Each line below should be written out again without any change.

━━━━

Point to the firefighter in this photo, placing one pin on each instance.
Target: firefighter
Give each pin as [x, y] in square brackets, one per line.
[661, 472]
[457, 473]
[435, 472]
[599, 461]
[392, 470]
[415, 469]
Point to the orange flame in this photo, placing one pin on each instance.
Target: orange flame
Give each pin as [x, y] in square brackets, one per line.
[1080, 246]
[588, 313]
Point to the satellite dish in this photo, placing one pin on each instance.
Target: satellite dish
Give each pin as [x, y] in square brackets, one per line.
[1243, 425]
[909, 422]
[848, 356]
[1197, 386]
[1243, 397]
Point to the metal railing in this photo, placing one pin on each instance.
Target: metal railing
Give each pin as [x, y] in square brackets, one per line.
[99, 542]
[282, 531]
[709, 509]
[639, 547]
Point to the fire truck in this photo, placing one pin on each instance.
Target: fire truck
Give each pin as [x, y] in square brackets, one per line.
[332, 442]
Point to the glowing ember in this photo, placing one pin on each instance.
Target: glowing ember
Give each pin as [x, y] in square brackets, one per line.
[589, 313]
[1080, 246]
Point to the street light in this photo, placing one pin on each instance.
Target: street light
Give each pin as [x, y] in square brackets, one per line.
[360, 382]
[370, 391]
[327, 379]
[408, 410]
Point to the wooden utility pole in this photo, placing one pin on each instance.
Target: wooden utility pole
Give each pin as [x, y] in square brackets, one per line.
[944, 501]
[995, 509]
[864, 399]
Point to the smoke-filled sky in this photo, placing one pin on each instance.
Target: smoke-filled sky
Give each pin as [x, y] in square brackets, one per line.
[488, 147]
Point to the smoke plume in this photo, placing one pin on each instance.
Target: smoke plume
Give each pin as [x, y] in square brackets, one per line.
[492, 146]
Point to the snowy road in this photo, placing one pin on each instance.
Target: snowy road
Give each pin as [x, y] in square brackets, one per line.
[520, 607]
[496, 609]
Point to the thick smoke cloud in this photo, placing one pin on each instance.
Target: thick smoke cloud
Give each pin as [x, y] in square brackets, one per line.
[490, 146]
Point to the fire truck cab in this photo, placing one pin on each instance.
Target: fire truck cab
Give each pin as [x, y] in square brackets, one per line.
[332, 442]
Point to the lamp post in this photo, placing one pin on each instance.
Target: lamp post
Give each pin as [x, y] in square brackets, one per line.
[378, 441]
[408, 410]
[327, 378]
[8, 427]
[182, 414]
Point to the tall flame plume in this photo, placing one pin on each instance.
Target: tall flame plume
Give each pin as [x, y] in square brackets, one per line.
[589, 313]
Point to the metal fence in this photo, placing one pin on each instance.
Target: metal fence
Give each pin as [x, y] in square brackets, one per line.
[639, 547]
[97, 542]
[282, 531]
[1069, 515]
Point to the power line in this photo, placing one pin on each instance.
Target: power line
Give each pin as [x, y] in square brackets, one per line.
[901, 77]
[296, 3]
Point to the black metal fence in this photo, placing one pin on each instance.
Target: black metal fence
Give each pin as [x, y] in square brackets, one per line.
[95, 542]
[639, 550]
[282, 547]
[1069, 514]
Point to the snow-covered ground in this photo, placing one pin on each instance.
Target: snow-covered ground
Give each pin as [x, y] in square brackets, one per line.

━━━━

» EXERCISE OUTPUT:
Point to the firefighter in this photo, placing one pin on each instance.
Target: firefighter
Give each pin as [x, y] in square brackets, one per line.
[661, 472]
[457, 473]
[435, 472]
[599, 461]
[392, 470]
[415, 469]
Point to the orange flame in this photo, placing one pin on each instance.
Target: orange flame
Give each pin as [x, y] in square brackets, one per line.
[1080, 246]
[588, 313]
Point to the satellite dish in this photo, placing one pin on each instance.
Target: satellite dish
Give each pin as [x, y] in square brackets, one per line.
[1243, 425]
[909, 422]
[848, 356]
[1197, 386]
[1243, 397]
Point to the metal railing in this photo, placing one pin on each instance.
Target: metal railing
Give each pin as [x, y] in square brackets, one per line.
[99, 542]
[282, 531]
[709, 509]
[639, 547]
Point to the fire truck in this photo, placing one pin on each instance.
Target: fire truck
Give each pin as [x, y] in square brackets, one per line.
[332, 442]
Point to the glowing ember in this photo, placing one pin on each instance.
Target: glowing ember
Give each pin as [x, y] in square brackets, one per line.
[589, 313]
[1080, 246]
Point to the street light in this photo, placing one pin on each instance.
Target: street light
Give each pin as [x, y] in square brackets, one per line.
[360, 382]
[370, 391]
[327, 379]
[408, 410]
Point to the wooden utility pole in this photo, placing one pin on each instance.
Target: wooden utility pole
Give each pin as [x, y] in square brackets, one per line.
[944, 501]
[995, 509]
[864, 399]
Point to the smoke-filled sky in this photo, placing one pin on each instance.
Target: smoke-filled sky
Give each pin as [x, y] in square brackets, one per line.
[488, 147]
Point to the smoke plume in this photo, placing one pin on each instance.
Target: smoke plume
Give each pin as [x, y] in square brackets, one per line.
[492, 146]
Point to the snowy road in this photo, placing one pin on each instance.
Target: snowy road
Give each pin as [x, y] in square brackets, one per line.
[520, 607]
[496, 609]
Point to the thick smoke cloud in this photo, placing one pin on each instance.
Target: thick smoke cloud
Give each pin as [x, y] in square brackets, one per line.
[490, 146]
Point to the fire truck cab in this photo, placing one pin on each instance.
Target: fire truck cab
Give each pin as [x, y] in square brackets, one per line.
[332, 442]
Point to the lamp post in this photo, placing one pin on each instance.
Target: lamp post
Give each pin as [x, y] in square brackets, one per line.
[378, 441]
[408, 410]
[327, 378]
[8, 427]
[182, 414]
Point to the tall flame plume in this photo, placing one pin on each instance.
Target: tall flame plume
Give each pin as [x, y] in square brackets, one per line.
[589, 313]
Point to the metal fence in this photo, placing one pin on each instance.
Target: metal fence
Give each pin as [x, y] in square brackets, one per line.
[639, 547]
[97, 542]
[282, 531]
[1069, 515]
Point to the power line in this photo, placing one pin on each instance.
Target: power line
Give each pin as [x, y] in square brackets, one per line.
[901, 77]
[296, 3]
Point to the black metal fence in this photo, placing one pin on each instance.
Target: black metal fence
Give each pin as [x, y] in square brackets, one per line.
[95, 542]
[639, 550]
[282, 547]
[1069, 514]
Point to the snow-covered ground in this photo, placing one pin on each instance.
Target: snow-covered ground
Give each pin as [x, y] in square brackets, one per line.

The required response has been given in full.